::: Entries supplied

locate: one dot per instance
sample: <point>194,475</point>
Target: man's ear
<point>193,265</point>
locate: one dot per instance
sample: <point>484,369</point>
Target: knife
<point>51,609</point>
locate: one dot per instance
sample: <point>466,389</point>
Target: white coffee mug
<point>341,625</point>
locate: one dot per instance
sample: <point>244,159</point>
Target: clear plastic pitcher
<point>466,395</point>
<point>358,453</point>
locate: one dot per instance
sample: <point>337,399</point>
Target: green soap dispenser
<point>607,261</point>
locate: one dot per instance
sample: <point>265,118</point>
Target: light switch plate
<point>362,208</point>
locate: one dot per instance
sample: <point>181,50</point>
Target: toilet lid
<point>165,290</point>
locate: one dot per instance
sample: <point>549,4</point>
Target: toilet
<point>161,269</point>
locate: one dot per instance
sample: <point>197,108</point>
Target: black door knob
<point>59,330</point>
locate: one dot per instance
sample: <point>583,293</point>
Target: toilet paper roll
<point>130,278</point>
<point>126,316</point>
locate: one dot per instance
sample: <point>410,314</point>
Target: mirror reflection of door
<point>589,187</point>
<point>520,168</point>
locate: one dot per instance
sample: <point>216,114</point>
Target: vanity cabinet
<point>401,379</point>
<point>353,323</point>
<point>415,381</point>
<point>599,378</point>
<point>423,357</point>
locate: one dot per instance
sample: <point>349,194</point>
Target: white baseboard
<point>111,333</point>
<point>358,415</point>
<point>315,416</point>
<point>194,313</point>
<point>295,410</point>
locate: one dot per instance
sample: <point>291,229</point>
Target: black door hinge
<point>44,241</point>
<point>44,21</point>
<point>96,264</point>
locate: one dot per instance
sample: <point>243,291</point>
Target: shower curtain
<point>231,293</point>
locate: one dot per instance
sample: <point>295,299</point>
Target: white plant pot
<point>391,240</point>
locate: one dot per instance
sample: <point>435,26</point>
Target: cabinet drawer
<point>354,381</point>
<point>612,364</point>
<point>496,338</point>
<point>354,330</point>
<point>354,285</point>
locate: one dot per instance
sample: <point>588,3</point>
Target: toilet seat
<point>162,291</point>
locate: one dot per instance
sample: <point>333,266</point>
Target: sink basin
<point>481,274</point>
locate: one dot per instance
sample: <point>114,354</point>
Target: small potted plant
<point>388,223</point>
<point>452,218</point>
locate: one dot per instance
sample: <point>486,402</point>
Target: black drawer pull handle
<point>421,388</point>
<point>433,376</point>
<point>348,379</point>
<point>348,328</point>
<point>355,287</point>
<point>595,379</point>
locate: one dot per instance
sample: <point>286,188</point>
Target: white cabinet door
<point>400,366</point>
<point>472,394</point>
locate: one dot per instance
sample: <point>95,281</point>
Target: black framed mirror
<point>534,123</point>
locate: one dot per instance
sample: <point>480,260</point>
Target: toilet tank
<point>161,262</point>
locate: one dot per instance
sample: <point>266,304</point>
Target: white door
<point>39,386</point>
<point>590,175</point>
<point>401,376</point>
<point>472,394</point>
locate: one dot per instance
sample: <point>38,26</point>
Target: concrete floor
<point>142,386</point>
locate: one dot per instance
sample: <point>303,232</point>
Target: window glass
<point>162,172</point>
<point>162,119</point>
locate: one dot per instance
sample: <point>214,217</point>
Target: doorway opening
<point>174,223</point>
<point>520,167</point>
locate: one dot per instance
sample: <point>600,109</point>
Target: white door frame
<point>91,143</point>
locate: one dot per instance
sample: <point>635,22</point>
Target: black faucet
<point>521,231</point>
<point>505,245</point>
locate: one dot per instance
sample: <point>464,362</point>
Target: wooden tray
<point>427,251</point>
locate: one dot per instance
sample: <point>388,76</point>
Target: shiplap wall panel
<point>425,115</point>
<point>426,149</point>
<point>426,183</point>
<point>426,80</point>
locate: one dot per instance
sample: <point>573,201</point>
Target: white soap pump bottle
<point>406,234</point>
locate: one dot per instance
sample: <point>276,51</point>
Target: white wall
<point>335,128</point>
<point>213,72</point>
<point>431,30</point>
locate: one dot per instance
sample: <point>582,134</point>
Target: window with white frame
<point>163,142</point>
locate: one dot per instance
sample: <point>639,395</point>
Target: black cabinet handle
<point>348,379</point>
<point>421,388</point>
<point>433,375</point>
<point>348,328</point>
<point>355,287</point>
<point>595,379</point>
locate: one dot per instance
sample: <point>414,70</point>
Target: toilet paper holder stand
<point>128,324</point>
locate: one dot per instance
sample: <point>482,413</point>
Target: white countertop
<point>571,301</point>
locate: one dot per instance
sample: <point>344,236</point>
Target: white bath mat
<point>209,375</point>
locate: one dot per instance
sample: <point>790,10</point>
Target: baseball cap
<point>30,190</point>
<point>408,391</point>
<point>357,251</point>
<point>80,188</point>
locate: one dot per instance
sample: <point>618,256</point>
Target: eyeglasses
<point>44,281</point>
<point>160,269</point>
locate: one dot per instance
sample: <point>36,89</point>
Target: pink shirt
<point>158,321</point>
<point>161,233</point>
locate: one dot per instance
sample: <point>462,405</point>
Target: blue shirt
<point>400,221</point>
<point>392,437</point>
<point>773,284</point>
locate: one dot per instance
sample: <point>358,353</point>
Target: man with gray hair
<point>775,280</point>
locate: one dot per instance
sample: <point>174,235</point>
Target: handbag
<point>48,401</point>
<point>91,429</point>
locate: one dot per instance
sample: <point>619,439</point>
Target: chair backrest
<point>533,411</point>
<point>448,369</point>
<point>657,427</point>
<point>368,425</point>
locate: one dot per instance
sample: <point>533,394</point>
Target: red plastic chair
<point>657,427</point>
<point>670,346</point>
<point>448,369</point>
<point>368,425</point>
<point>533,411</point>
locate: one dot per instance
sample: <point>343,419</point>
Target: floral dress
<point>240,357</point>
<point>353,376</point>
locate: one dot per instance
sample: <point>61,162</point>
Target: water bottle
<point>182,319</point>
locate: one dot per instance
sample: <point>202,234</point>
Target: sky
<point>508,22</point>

::::::

__Your goal__.
Would you output the full listing exactly as it stands?

__Written answer__.
locate: one dot per instance
sample: <point>194,475</point>
Target: man's ear
<point>193,265</point>
locate: one dot per instance
sample: <point>484,369</point>
Target: knife
<point>51,609</point>
locate: one dot per instance
sample: <point>466,389</point>
Target: white coffee mug
<point>341,625</point>
locate: one dot per instance
sample: <point>244,159</point>
Target: clear plastic pitcher
<point>466,395</point>
<point>358,453</point>
locate: one dot per instance
sample: <point>337,399</point>
Target: green soap dispenser
<point>607,261</point>
locate: one dot per instance
sample: <point>265,118</point>
Target: light switch plate
<point>362,208</point>
locate: one dot per instance
sample: <point>181,50</point>
Target: toilet lid
<point>165,290</point>
locate: one dot per instance
sample: <point>549,4</point>
Target: toilet
<point>161,269</point>
locate: one dot per instance
sample: <point>197,108</point>
Target: black door knob
<point>59,330</point>
locate: one dot per instance
sample: <point>583,293</point>
Target: toilet paper roll
<point>130,278</point>
<point>126,316</point>
locate: one dot per instance
sample: <point>410,314</point>
Target: mirror reflection of door
<point>589,187</point>
<point>520,168</point>
locate: one dot per instance
sample: <point>216,114</point>
Target: vanity cabinet
<point>401,379</point>
<point>353,323</point>
<point>415,381</point>
<point>599,378</point>
<point>423,357</point>
locate: one dot per instance
sample: <point>349,194</point>
Target: white baseboard
<point>111,333</point>
<point>358,415</point>
<point>315,416</point>
<point>194,313</point>
<point>295,410</point>
locate: one dot per instance
sample: <point>291,229</point>
Target: black door hinge
<point>44,241</point>
<point>44,21</point>
<point>96,264</point>
locate: one dot per instance
sample: <point>243,291</point>
Target: shower curtain
<point>231,293</point>
locate: one dot per instance
sample: <point>295,299</point>
Target: white plant pot
<point>391,240</point>
locate: one dot per instance
sample: <point>435,26</point>
Target: cabinet drawer
<point>354,381</point>
<point>612,364</point>
<point>496,338</point>
<point>354,330</point>
<point>354,285</point>
locate: one dot per instance
sample: <point>588,3</point>
Target: toilet seat
<point>162,291</point>
locate: one dot per instance
sample: <point>333,266</point>
Target: sink basin
<point>481,274</point>
locate: one dot per instance
sample: <point>114,354</point>
Target: small potted plant
<point>388,223</point>
<point>452,218</point>
locate: one dot per instance
sample: <point>486,402</point>
Target: black drawer pull handle
<point>421,388</point>
<point>433,376</point>
<point>348,379</point>
<point>348,328</point>
<point>355,287</point>
<point>595,379</point>
locate: one dot per instance
sample: <point>286,188</point>
Target: white cabinet door
<point>400,366</point>
<point>472,394</point>
locate: one dot per instance
sample: <point>95,281</point>
Target: black framed mirror
<point>534,123</point>
locate: one dot per instance
sample: <point>480,260</point>
Target: toilet tank
<point>161,262</point>
locate: one dot per instance
sample: <point>266,304</point>
Target: white door
<point>39,386</point>
<point>590,175</point>
<point>401,376</point>
<point>472,394</point>
locate: one dot per instance
sample: <point>38,26</point>
Target: concrete floor
<point>142,386</point>
locate: one dot per instance
sample: <point>303,232</point>
Target: window glass
<point>162,172</point>
<point>162,119</point>
locate: one dot per instance
sample: <point>214,217</point>
Target: doorway opening
<point>174,223</point>
<point>520,167</point>
locate: one dot per instance
sample: <point>600,109</point>
Target: white door frame
<point>91,143</point>
locate: one dot per instance
sample: <point>635,22</point>
Target: black faucet
<point>521,231</point>
<point>505,245</point>
locate: one dot per instance
sample: <point>464,362</point>
Target: wooden tray
<point>427,251</point>
locate: one dot per instance
sample: <point>388,76</point>
Target: shiplap wall panel
<point>425,115</point>
<point>426,149</point>
<point>426,183</point>
<point>426,80</point>
locate: one dot per instance
sample: <point>573,201</point>
Target: white soap pump bottle
<point>406,234</point>
locate: one dot per instance
sample: <point>276,51</point>
Target: white wall
<point>335,128</point>
<point>213,72</point>
<point>431,30</point>
locate: one dot per instance
sample: <point>582,134</point>
Target: window with white frame
<point>163,142</point>
locate: one dot per instance
sample: <point>639,395</point>
Target: black cabinet handle
<point>348,379</point>
<point>421,388</point>
<point>433,375</point>
<point>348,328</point>
<point>355,287</point>
<point>595,379</point>
locate: one dot per instance
sample: <point>414,70</point>
Target: toilet paper holder stand
<point>128,324</point>
locate: one dot per instance
sample: <point>482,413</point>
Target: white countertop
<point>571,301</point>
locate: one dot per instance
sample: <point>344,236</point>
Target: white bath mat
<point>209,375</point>
locate: one dot per instance
sample: <point>790,10</point>
Target: baseball cap
<point>30,190</point>
<point>408,391</point>
<point>357,251</point>
<point>80,188</point>
locate: one dot per instance
sample: <point>618,256</point>
Target: eyeglasses
<point>44,281</point>
<point>160,269</point>
locate: one dot per instance
sample: <point>36,89</point>
Target: pink shirt
<point>158,321</point>
<point>161,233</point>
locate: one dot per instance
sample: <point>462,405</point>
Target: blue shirt
<point>400,221</point>
<point>392,437</point>
<point>773,284</point>
locate: one dot per instance
sample: <point>358,353</point>
Target: man with gray hair
<point>775,280</point>
locate: one dot per instance
sample: <point>174,235</point>
Target: handbag
<point>48,401</point>
<point>91,429</point>
locate: one dot per instance
sample: <point>619,439</point>
Target: chair backrest
<point>533,411</point>
<point>448,369</point>
<point>657,427</point>
<point>368,425</point>
locate: one dot per instance
sample: <point>533,394</point>
Target: red plastic chair
<point>657,427</point>
<point>670,346</point>
<point>448,369</point>
<point>368,425</point>
<point>533,411</point>
locate: one dot per instance
sample: <point>343,419</point>
Target: floral dress
<point>240,357</point>
<point>353,376</point>
locate: one dot per instance
sample: <point>61,162</point>
Target: water bottle
<point>182,319</point>
locate: one dot per instance
sample: <point>202,234</point>
Target: sky
<point>508,22</point>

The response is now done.